## EXERCISE
Copy out the lines below without any change, starting at the line that contains "outline --target=building facade" and ending at the line that contains "Mark the region of every instance of the building".

# START OF MATERIAL FOR THIS EXERCISE

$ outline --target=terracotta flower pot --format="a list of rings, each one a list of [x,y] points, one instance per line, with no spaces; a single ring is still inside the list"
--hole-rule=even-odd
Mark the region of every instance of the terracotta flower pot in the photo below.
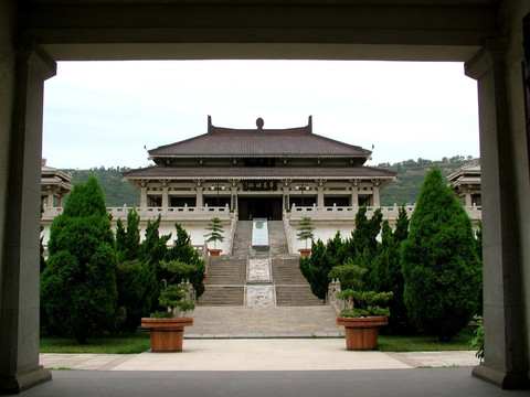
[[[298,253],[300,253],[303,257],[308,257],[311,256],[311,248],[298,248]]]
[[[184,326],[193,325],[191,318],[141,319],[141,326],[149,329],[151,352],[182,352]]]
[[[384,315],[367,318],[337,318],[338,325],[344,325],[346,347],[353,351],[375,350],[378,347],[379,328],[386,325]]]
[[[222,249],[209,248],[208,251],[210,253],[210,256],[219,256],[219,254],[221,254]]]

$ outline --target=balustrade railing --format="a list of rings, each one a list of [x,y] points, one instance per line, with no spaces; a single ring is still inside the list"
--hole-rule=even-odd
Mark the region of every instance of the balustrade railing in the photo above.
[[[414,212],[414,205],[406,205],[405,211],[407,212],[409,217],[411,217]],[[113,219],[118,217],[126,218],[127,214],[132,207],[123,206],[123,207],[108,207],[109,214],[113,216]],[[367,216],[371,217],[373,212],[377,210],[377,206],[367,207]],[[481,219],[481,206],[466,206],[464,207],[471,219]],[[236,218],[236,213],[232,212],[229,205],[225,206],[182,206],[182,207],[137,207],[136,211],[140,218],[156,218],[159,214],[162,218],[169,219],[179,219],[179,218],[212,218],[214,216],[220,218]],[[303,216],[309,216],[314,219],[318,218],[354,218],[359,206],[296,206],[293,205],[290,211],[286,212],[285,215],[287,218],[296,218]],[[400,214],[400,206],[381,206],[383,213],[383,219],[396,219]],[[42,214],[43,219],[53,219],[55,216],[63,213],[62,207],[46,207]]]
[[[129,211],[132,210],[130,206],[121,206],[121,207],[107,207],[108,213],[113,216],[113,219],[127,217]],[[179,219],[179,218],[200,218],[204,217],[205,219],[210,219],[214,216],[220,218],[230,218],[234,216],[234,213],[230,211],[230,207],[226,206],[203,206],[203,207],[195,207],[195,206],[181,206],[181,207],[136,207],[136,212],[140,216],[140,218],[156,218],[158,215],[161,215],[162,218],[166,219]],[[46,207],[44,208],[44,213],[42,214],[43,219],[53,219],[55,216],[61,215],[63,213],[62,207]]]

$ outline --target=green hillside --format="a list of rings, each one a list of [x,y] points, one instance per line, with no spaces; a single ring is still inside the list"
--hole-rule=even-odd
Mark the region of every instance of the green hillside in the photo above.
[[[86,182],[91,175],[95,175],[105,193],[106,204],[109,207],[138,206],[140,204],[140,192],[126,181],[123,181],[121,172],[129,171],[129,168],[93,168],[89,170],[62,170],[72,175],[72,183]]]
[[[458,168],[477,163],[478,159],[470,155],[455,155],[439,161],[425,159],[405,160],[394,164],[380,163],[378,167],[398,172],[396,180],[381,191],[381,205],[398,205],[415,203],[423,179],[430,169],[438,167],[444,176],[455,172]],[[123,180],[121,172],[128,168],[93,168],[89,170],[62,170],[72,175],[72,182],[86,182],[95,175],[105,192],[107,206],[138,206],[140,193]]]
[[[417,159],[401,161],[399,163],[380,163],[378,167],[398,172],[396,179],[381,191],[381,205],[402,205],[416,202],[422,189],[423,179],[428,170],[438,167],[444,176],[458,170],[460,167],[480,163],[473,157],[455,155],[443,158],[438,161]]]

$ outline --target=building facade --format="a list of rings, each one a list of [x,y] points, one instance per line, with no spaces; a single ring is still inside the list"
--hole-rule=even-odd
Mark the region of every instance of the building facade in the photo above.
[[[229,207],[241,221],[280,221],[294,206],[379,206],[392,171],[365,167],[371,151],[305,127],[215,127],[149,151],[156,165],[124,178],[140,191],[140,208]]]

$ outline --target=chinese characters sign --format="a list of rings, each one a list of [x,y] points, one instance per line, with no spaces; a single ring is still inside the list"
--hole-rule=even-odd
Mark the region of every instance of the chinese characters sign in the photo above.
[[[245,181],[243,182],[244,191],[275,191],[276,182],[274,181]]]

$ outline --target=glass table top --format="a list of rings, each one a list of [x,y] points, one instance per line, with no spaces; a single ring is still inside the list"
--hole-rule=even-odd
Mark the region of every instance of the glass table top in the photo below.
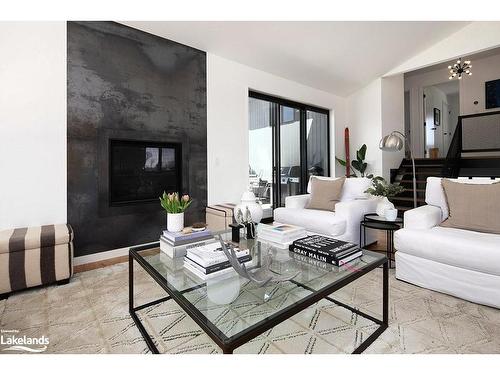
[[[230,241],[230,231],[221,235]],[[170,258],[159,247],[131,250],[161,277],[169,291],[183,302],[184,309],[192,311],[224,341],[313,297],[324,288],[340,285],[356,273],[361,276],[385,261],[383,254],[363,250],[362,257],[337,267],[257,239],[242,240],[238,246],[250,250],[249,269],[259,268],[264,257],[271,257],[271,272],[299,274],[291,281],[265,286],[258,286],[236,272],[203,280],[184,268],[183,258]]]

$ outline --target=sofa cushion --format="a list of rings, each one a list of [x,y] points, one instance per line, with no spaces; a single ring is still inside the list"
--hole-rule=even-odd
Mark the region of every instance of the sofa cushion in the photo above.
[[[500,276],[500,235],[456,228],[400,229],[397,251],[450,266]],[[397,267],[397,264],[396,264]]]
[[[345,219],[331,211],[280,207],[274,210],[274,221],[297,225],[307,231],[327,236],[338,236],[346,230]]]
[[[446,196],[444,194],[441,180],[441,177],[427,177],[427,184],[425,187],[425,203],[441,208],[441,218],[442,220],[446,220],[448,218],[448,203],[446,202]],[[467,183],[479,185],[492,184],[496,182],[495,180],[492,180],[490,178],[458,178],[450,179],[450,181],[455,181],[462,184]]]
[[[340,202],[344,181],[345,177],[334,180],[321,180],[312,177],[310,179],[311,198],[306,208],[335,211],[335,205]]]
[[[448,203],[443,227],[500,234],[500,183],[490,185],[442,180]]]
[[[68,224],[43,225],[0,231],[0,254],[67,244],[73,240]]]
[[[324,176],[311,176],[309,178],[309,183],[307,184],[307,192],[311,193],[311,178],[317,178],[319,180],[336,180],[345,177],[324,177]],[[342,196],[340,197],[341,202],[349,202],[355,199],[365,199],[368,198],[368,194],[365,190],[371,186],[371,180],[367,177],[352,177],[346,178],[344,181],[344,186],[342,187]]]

# END OF MATERIAL FOR THIS EXERCISE
# START OF MATERIAL FOR THIS EXERCISE

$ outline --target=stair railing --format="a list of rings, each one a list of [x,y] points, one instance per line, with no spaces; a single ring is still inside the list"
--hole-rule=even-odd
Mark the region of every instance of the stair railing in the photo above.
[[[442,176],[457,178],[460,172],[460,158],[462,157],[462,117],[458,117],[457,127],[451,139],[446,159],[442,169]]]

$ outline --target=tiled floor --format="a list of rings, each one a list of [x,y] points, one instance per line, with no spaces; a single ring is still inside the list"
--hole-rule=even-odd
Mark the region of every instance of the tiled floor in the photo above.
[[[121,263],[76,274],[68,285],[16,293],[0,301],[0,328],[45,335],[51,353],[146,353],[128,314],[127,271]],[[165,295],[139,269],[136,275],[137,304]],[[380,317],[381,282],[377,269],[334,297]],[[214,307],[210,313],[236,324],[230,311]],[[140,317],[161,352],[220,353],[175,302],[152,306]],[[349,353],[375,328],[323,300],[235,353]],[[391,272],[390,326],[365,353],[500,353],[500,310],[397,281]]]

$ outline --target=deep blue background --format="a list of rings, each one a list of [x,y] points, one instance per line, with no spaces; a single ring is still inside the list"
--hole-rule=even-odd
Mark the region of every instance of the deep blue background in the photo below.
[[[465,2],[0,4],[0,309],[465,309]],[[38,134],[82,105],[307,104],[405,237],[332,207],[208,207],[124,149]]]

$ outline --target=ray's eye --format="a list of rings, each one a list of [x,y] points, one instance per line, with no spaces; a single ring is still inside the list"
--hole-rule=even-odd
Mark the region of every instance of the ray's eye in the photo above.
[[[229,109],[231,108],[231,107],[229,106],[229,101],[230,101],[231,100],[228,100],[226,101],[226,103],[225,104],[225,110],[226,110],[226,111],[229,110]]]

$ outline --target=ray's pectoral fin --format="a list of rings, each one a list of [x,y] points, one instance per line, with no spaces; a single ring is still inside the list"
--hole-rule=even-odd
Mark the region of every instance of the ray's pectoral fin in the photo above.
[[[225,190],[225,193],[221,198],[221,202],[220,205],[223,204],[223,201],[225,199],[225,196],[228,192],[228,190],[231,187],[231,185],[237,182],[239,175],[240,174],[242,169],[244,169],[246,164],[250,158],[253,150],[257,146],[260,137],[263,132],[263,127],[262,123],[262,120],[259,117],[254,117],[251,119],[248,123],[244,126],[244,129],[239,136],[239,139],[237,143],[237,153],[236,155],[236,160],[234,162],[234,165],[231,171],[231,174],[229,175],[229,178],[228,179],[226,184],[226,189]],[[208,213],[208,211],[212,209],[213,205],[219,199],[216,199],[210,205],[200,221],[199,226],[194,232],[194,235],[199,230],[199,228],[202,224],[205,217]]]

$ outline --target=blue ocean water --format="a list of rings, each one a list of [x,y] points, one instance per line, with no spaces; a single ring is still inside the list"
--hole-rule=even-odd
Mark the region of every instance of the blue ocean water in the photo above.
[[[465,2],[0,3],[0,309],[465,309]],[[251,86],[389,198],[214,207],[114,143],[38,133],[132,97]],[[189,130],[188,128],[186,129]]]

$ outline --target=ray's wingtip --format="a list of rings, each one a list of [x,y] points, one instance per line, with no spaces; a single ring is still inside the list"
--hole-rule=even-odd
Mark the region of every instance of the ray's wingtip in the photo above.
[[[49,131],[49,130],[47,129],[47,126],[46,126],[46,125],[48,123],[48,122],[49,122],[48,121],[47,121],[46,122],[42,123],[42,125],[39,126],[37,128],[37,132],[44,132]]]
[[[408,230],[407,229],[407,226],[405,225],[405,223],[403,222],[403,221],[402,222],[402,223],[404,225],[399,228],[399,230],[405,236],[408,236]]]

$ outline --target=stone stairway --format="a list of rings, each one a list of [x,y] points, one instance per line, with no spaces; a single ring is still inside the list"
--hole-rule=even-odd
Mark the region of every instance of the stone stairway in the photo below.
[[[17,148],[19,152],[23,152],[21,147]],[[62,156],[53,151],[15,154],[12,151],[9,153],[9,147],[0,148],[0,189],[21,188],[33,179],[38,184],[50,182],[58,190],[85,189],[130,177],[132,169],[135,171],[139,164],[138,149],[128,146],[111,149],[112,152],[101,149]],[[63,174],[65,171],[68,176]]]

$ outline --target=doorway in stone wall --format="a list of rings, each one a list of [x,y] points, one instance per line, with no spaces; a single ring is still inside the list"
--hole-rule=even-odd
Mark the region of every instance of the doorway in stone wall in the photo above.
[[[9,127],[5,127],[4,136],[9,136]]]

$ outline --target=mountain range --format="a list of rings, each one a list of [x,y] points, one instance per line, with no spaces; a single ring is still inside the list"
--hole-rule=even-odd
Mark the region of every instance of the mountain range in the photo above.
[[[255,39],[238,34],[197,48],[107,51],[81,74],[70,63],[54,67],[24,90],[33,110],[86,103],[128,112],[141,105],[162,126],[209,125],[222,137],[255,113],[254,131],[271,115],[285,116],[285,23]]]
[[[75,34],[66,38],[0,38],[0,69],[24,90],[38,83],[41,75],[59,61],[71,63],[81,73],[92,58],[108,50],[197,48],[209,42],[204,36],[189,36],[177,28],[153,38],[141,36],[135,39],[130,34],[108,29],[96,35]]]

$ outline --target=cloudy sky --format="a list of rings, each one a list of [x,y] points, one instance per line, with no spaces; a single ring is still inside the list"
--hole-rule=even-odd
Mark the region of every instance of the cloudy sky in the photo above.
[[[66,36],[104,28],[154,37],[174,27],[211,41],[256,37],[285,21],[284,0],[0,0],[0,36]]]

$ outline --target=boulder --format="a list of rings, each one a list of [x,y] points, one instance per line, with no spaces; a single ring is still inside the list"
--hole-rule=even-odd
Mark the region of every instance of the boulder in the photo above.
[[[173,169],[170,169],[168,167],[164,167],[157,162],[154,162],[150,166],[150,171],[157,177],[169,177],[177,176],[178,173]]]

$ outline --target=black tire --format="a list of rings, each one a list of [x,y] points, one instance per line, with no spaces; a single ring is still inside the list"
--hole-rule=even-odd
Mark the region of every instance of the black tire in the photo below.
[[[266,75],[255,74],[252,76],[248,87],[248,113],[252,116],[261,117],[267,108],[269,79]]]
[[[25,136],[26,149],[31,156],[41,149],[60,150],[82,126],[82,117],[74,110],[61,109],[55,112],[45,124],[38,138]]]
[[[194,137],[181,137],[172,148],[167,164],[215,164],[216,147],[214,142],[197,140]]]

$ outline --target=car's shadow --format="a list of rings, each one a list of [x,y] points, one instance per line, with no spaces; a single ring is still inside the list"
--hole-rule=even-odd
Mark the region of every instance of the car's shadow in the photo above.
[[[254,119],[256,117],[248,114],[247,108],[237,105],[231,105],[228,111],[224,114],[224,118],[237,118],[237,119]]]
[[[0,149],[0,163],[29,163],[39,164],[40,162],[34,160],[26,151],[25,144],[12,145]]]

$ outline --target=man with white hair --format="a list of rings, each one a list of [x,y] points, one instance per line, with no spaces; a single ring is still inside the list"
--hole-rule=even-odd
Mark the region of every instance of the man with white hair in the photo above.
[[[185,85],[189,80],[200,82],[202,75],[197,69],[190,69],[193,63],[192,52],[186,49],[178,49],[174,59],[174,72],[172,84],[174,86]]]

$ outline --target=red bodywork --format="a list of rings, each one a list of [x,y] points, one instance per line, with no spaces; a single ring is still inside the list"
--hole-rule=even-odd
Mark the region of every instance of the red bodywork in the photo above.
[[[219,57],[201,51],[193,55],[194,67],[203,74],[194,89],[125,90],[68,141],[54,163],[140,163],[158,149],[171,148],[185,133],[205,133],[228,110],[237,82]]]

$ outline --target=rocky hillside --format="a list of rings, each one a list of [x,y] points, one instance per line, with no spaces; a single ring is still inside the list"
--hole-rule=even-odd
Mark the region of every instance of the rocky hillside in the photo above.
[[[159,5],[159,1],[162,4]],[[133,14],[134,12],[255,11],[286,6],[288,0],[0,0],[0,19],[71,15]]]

# END OF MATERIAL FOR THIS EXERCISE

## RESULT BELOW
$ outline --target=building facade --format="a list of rings, each one a list of [x,y] points, one instance per line, with no spaces; a single ring is still inside the list"
--hole-rule=even-odd
Mark the region of every instance of the building facade in the photo above.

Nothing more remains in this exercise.